[Start of section]
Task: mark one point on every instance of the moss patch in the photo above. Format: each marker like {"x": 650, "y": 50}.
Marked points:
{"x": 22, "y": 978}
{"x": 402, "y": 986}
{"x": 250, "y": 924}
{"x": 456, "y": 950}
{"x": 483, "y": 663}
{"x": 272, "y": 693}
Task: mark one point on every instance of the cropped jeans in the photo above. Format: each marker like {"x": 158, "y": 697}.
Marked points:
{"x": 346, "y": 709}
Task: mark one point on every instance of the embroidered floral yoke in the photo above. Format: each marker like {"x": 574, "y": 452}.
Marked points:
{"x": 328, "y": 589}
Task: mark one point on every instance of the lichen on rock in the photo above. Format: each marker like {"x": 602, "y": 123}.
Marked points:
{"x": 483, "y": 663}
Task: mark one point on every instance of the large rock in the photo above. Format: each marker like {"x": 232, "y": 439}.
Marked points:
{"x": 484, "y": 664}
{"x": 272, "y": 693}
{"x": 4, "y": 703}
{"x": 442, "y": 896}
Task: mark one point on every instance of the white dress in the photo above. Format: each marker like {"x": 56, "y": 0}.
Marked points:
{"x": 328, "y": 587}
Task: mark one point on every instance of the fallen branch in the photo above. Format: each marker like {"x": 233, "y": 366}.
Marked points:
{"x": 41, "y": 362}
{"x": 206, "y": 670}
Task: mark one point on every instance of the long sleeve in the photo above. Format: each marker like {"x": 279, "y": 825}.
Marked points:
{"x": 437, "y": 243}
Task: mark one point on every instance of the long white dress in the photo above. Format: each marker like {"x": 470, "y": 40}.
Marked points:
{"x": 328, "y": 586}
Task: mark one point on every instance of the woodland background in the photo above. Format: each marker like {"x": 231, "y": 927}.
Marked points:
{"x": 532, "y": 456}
[End of section]
WORK ITEM: The full set of records is to be written out once more, word for word.

ANSWER SECTION:
Task: mark one point on every instance of the moss patch in the photo above. Format: each marker like {"x": 650, "y": 50}.
Marked points:
{"x": 22, "y": 978}
{"x": 402, "y": 986}
{"x": 250, "y": 924}
{"x": 456, "y": 950}
{"x": 483, "y": 663}
{"x": 272, "y": 693}
Task: mark one point on every instance of the cropped jeans in the photo above. Format: each marker like {"x": 158, "y": 697}.
Marked points:
{"x": 346, "y": 709}
Task: mark one point on every instance of the embroidered floral yoke in the photo above. Format: each marker like {"x": 574, "y": 452}.
Marked points:
{"x": 328, "y": 589}
Task: mark one point on every instance of the lichen on rock in the photo above. Format: each marker like {"x": 602, "y": 123}.
Marked points:
{"x": 483, "y": 663}
Task: mark one point on every instance of the large rock in the photo above. Format: each marker like {"x": 232, "y": 439}.
Marked points:
{"x": 484, "y": 664}
{"x": 272, "y": 693}
{"x": 4, "y": 703}
{"x": 442, "y": 896}
Task: mark one point on every instance of the white dress in the photo above. Format: each marker like {"x": 56, "y": 0}.
Marked points:
{"x": 328, "y": 587}
Task: mark one point on every instance of the fallen branch in the photo above. Format: each marker like {"x": 233, "y": 366}.
Marked points:
{"x": 41, "y": 362}
{"x": 206, "y": 670}
Task: mark one point on every instance of the long sleeve in the photo above. Format: each marker like {"x": 279, "y": 825}.
Marked points:
{"x": 437, "y": 243}
Task: mark one point on every instance of the long white dress in the photo above. Format: each marker like {"x": 470, "y": 40}.
Marked points:
{"x": 328, "y": 586}
Task: mark one point on every instance of the woodland background in the photo above. Format: each marker like {"x": 231, "y": 927}.
Marked points:
{"x": 532, "y": 456}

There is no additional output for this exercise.